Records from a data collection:
────────────────────────────────────────
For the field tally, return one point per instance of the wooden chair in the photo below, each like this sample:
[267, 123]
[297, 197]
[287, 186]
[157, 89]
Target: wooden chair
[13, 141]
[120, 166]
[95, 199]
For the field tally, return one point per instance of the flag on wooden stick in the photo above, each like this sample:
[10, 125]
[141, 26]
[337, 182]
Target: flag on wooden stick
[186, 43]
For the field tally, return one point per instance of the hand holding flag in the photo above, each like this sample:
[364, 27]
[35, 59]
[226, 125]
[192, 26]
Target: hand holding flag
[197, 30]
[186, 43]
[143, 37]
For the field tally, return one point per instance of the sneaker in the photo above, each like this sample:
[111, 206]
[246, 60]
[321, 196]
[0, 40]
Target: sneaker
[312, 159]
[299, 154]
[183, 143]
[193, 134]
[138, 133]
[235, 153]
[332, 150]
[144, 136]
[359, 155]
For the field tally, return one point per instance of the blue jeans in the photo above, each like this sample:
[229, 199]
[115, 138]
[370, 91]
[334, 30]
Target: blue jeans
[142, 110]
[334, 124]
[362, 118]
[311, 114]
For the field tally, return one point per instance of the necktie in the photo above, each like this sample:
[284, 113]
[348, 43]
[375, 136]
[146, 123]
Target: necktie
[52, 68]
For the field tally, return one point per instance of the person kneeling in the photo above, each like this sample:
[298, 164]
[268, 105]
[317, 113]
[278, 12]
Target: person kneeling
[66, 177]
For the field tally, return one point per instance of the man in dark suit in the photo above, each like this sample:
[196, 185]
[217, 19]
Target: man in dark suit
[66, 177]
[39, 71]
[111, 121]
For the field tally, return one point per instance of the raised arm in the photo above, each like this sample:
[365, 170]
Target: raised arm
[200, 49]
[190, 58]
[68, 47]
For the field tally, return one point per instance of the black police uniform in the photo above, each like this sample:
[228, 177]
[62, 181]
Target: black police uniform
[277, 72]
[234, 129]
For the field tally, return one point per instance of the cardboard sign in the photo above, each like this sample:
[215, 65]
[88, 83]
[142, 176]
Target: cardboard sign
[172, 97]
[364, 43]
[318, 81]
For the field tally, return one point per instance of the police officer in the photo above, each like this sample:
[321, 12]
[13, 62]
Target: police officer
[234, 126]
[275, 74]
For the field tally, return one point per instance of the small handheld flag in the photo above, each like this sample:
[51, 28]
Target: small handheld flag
────────────────────────────────────────
__TASK GOAL__:
A line counts if it holds the word "small". How many lines of the entries count? Give the number only.

__EXERCISE ANSWER__:
2